The History of Wado Karate – cont.
Although it seems that Otsuka stopped training Shindo Yoshin Ryu Jiujitsu as a stand-alone discipline around this time, many of its techniques and principles were incorporated into what would become Wado. Shindo Yoshin Ryu Jiujitsu doesn’t appear to be practiced on a widescale anymore, but there are some external groups that still train it such as the Takamura Ha Shindo Yoshin Ryu Jujitsu line, the Uke Takeski (a student of Otsuka) line , and the Dr. Ryozo Fujiwara line of Shindo Yoshin ryu Domonkai in Tokyo. Another similar style that is still commonly practiced is Tenjin Shinyo Ryu Jiujitsu, which still does demonstrations at the Budokan.
The next year in 1922, an article in a newspaper reporting on Crown Prince Hirohito’s visit to Europe was destined to profoundly affect Otsuka’s life and provide a new direction in his martial arts career. The story said that the Crown Prince had also visited Okinawa, where he was entertained with a dancing performance and a demonstration of Shuri-te style Tode (not yet known as Karate). It added that an Okinawan named Gichin Funakoshi had arrived in Japan and was planning to demonstrate the local martial art at a public hall in Tokyo.
The 30-year-old bank clerk promptly packed himself off to Tokyo to take a first-hand look at what this Okinawan master had to offer. He wound up at Meishojuku, the gymnasium where Funakoshi was training some students in karate, and wasted no time introducing himself to the diminutive martial arts master. “Funakoshi-san welcomed me,” Otsuka recalls, “and said he would gladly teach me karate. “Although most Okinawans appear to be naturally suspicious,” Otsuka added, “he was surprisingly open and frank-even innocent.” From then on, Otsuka practiced karate virtually every night at Meishojuku. And from the first introduction to the Okinawan martial art, ideas started whirling through his head about adapting the atemi techniques he had learned in Shindo Yoshin Ryu Jiujitsu into this ‘new’ karate. Because of his martial arts skill he was able to grasp the principles of karate very quickly.
Within four years, Otsuka was Fuakoshi’s assistant instructor, organizing classes and demonstrations as well as traveling with Funakoshi throughout Japan to spread Karate. The 1923 great earthquake brought with it devastation to Japan, and in it’s wake, many changes. The old schools of jujitsu began to fade in popularity and modern martial-arts such as Judo, Aikido and Karate began to attract the interest of the public. From this time on, Otsuka all but gave up teaching Shindo Yoshin Ryu Jiujitsu, concentrating on Karate and on supporting Funakoshi’s efforts to spread Karate.
In September, 1924, Otsuka and Funakoshi arrived at the kendo training hall at Keio University and approached the Sensei, Konishi Yasuhiro (who taught kendo and jujitsu there and also invented the Shindo Jinen Ryu style of karate) with a letter of introduction from Professor Kasuya of the University. Funakoshi Sensei asked if it would be possible to use the training hall to practice Ryukyu Kempo To-te jutsu (as it was still then called). With Konishi Sensei’s help, Funakoshi and Otsuka established a To-te club at Keio University. This was to be the first university karate club in Japan. During this same time, Master Funakoshi recognized Otsuka, and granted him his black belt in karate making him one of the first Japanese to be promoted in this art.

Exercise aim: Reproduce the part of the Wado karate history text between "Within four years, Otsuka" and "efforts to spread Karate.", inclusive.

[Entries drawn from a collection]

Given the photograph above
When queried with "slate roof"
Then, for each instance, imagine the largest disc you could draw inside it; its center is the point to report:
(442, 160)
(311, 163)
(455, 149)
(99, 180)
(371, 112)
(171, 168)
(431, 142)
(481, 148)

Task answer:
Within four years, Otsuka was Fuakoshi’s assistant instructor, organizing classes and demonstrations as well as traveling with Funakoshi throughout Japan to spread Karate. The 1923 great earthquake brought with it devastation to Japan, and in it’s wake, many changes. The old schools of jujitsu began to fade in popularity and modern martial-arts such as Judo, Aikido and Karate began to attract the interest of the public. From this time on, Otsuka all but gave up teaching Shindo Yoshin Ryu Jiujitsu, concentrating on Karate and on supporting Funakoshi’s efforts to spread Karate.